Copy out every one of the rows below character for character, with no changes.

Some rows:
++++++++

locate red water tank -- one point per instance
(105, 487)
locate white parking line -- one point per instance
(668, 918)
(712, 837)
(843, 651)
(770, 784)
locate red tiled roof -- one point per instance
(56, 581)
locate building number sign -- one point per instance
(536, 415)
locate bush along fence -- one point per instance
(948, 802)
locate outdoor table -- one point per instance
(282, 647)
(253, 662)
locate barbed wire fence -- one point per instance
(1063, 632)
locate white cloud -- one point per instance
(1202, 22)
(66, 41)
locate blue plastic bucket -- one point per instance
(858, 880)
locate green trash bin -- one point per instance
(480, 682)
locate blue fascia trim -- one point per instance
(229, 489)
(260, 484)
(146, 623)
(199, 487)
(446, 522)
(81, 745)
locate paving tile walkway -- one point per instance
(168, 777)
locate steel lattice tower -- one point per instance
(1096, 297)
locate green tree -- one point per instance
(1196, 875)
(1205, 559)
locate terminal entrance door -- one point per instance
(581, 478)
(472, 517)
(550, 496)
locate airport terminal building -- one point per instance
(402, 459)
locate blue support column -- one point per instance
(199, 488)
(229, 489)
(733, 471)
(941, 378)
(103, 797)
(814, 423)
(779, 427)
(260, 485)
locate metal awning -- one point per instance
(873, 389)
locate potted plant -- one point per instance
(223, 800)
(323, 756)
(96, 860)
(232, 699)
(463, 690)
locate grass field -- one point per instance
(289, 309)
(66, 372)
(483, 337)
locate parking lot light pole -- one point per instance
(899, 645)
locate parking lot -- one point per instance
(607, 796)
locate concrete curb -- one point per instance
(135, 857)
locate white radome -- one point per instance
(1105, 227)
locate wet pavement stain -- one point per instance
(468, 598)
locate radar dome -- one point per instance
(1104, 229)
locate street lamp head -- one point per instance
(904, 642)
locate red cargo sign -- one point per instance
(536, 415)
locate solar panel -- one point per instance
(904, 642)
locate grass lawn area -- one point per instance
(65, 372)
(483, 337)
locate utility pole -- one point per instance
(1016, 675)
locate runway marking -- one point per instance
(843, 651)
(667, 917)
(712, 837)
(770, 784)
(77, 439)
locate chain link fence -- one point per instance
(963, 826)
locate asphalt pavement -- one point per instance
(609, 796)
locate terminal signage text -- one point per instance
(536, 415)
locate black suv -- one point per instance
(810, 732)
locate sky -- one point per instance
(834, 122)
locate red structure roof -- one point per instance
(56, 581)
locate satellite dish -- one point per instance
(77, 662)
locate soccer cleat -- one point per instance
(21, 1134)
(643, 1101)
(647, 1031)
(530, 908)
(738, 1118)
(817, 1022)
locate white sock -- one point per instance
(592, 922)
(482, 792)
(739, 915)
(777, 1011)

++++++++

Written solution
locate red water tank -- one point per instance
(105, 487)
locate white parking line -- one point per instance
(668, 918)
(712, 837)
(843, 651)
(770, 784)
locate red tiled roof -- one point per instance
(56, 581)
locate building number sign -- one point per instance
(536, 415)
locate bush along fence -- one point per instance
(948, 802)
locate outdoor table -- one point per instance
(282, 647)
(253, 662)
locate barbed wire fence -- one point per instance
(1063, 632)
locate white cloud -- one point per instance
(1202, 22)
(66, 41)
locate blue plastic bucket -- one point per instance
(858, 880)
locate green trash bin -- one point per instance
(480, 682)
locate blue fascia trim -- one point per instance
(229, 489)
(260, 484)
(146, 623)
(199, 487)
(446, 522)
(81, 745)
locate paving tile walkway -- one point per instance
(168, 777)
locate steel lattice tower -- one point per instance
(1096, 297)
locate green tree -- one point per instance
(1196, 875)
(1205, 559)
locate terminal entrance door -- one point per instance
(581, 478)
(472, 517)
(550, 496)
locate airport terminal building -- one point per instance
(402, 459)
locate blue support column -- one point per instance
(199, 488)
(229, 489)
(733, 471)
(941, 378)
(103, 797)
(814, 423)
(779, 427)
(260, 485)
locate metal awning -- one point per instance
(873, 389)
locate potted plant -- one point per instance
(223, 800)
(323, 756)
(96, 860)
(232, 699)
(463, 690)
locate grass field -- one point per instance
(289, 309)
(66, 372)
(483, 337)
locate parking lot light pole -- one point per instance
(899, 645)
locate parking lot -- one point per instance
(607, 796)
locate concrete curb -- one point per instance
(135, 857)
locate white radome -- one point per instance
(1105, 227)
locate wet pavement stain -- one point per instance
(468, 598)
locate radar dome -- one point per instance
(1104, 229)
locate street lamp head -- one point per instance
(904, 642)
locate red cargo sign -- one point per instance
(536, 415)
locate solar panel -- one point per instance
(904, 642)
locate grass lawn area -- one point per instance
(65, 372)
(483, 337)
locate utility pole -- one point per instance
(1016, 675)
locate runway marking -- one point per instance
(843, 651)
(667, 917)
(712, 837)
(770, 784)
(77, 439)
locate chain link fence -- one point per instance
(963, 826)
locate asphalt pavement -- one point per instance
(609, 796)
locate terminal signage text -- one point per instance
(536, 415)
locate black suv -- one point per instance
(810, 732)
locate sky -- one point per instance
(834, 122)
locate red structure roof -- one point per instance
(56, 581)
locate satellite dish -- one point per instance
(77, 662)
locate soccer cleat -- one point per instance
(21, 1134)
(643, 1101)
(647, 1031)
(530, 908)
(738, 1118)
(817, 1022)
locate white sock -- one point per instance
(592, 922)
(482, 792)
(739, 915)
(777, 1011)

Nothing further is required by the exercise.